_SHORT EXERCISE_
Filter the data below and copy out each line that contains the word "mask".

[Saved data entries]
• • • • • • •

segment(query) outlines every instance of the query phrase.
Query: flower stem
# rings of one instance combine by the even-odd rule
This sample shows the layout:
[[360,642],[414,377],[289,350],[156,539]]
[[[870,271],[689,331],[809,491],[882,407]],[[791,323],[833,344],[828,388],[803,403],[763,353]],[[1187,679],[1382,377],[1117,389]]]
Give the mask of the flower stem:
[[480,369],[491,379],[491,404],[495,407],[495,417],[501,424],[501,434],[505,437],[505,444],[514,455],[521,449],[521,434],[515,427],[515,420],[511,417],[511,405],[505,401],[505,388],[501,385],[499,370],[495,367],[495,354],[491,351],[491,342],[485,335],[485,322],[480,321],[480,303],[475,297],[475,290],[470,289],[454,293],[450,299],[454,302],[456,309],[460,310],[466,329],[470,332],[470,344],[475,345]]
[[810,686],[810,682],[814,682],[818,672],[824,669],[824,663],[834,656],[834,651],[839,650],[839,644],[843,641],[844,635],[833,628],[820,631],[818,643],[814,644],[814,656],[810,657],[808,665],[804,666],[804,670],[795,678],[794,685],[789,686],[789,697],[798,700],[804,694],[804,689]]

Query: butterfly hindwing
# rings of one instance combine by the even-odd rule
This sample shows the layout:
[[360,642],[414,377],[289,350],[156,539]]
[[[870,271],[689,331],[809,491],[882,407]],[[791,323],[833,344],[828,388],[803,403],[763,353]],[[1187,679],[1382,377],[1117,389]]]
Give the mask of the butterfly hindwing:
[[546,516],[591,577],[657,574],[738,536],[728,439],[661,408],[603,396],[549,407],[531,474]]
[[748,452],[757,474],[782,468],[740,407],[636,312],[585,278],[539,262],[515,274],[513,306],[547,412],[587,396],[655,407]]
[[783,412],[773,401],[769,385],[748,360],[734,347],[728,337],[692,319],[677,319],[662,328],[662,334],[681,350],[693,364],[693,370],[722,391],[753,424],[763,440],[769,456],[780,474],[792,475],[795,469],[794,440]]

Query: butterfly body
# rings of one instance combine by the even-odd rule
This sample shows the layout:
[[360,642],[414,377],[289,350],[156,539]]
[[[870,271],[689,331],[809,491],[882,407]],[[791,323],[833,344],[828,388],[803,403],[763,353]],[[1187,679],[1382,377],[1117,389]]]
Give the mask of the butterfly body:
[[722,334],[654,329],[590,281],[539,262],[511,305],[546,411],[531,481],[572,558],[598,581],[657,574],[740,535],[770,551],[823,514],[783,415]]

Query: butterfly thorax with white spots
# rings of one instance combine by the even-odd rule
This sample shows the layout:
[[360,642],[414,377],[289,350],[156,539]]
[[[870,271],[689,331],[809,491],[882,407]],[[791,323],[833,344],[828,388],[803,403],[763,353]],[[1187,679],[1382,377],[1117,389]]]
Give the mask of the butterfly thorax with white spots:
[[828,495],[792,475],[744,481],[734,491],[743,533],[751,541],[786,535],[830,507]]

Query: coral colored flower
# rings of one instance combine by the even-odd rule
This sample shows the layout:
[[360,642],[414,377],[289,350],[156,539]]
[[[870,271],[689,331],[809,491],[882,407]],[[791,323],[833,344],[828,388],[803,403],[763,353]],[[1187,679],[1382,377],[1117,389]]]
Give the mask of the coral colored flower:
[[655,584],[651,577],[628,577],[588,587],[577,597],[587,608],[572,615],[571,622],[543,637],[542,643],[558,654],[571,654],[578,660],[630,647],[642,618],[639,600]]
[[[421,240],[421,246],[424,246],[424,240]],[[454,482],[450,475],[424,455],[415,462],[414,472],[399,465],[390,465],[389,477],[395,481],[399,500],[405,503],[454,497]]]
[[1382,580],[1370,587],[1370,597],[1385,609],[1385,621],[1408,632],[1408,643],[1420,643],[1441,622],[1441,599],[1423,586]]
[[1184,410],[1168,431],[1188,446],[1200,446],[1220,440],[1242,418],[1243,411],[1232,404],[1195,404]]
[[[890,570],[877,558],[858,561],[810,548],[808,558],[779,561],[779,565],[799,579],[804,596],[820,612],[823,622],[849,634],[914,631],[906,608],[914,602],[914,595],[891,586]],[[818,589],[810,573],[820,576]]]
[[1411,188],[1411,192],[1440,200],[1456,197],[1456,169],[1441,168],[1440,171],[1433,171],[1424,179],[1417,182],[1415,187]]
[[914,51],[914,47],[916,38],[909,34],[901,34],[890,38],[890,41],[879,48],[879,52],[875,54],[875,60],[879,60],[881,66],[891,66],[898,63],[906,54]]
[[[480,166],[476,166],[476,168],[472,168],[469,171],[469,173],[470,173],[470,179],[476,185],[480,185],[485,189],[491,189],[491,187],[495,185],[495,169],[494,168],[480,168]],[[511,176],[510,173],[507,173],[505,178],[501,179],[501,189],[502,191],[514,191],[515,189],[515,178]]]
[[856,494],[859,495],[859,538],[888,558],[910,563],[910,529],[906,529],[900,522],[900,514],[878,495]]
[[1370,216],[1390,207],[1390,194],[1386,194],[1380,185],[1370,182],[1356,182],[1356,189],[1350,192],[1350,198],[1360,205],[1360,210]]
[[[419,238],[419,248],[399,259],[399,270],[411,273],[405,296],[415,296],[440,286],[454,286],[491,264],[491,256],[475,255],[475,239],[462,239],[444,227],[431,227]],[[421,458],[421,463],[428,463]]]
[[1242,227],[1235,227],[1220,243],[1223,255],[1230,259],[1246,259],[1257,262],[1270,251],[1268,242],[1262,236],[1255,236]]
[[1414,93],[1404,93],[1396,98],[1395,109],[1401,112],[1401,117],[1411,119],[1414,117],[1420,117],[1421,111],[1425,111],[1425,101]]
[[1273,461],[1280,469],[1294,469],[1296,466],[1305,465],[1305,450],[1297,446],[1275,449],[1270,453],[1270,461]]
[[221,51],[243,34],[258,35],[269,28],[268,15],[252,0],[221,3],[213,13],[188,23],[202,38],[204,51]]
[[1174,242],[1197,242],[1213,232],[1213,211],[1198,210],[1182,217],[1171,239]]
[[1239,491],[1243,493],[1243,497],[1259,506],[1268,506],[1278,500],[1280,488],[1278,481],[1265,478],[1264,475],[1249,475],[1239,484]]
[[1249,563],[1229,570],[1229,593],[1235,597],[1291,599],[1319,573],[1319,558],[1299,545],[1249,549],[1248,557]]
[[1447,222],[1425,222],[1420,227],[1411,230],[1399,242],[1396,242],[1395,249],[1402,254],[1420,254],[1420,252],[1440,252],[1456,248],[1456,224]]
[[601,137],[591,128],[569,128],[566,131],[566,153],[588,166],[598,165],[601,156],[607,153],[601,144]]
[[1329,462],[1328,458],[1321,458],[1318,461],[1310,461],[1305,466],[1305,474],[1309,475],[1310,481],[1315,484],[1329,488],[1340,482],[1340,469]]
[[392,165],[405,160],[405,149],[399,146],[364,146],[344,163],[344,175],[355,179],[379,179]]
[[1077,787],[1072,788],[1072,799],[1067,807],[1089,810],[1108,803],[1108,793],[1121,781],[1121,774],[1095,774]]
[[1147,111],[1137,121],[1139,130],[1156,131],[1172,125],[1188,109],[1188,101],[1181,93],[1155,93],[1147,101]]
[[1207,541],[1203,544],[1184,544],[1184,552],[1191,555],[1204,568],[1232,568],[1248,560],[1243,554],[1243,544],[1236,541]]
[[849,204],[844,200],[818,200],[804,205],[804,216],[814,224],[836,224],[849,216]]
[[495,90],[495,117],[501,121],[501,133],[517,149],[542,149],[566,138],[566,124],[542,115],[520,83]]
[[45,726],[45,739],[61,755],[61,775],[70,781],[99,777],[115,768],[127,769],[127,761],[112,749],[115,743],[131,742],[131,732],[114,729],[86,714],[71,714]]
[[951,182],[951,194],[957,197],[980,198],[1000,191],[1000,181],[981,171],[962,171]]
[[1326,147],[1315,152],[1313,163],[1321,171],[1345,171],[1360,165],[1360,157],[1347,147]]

• • • • • • •

_TASK RESPONSE_
Give the mask of the flower stem:
Give the mask of the butterfly hindwing:
Give the mask of the butterfly body:
Give the mask of the butterfly thorax with white spots:
Give the mask of the coral colored flower:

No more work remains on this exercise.